# Exercise requirements
Pull out every line of the records that contains the word "white", and copy each one in full.

# Records supplied
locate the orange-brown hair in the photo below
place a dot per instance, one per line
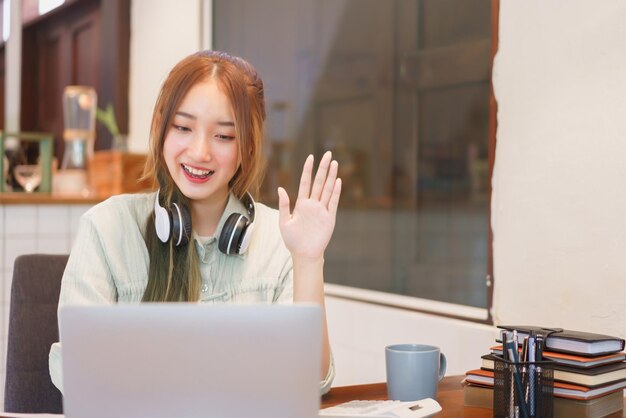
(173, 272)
* * *
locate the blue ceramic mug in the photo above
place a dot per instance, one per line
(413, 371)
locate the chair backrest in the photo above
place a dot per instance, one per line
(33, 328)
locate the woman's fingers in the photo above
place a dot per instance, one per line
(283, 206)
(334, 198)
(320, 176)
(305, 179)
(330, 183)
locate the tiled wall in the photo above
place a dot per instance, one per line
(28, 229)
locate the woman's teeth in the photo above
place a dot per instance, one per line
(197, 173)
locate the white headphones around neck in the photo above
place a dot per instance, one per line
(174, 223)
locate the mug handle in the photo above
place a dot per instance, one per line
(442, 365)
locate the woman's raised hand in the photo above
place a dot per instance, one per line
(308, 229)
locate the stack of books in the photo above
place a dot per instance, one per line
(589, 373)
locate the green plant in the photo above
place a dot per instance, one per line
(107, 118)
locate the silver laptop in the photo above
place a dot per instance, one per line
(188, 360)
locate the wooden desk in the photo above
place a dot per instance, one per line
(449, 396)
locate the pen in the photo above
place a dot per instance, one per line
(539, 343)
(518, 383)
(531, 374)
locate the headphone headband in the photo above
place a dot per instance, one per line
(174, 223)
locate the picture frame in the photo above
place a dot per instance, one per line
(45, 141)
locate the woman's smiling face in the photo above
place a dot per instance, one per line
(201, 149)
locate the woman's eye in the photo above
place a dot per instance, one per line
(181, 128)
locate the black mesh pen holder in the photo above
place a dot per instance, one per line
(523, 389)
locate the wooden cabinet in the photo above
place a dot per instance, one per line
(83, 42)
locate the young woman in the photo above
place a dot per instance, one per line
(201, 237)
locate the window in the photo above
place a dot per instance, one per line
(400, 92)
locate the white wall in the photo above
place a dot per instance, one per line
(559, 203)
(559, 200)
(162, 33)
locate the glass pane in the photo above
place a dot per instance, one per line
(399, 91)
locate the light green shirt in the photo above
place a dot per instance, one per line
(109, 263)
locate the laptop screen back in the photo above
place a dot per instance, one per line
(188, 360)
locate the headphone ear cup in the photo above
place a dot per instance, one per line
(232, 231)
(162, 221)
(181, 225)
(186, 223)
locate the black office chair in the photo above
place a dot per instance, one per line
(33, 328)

# Reply
locate the white headphones around neck in the photo above
locate the white wall in the photo above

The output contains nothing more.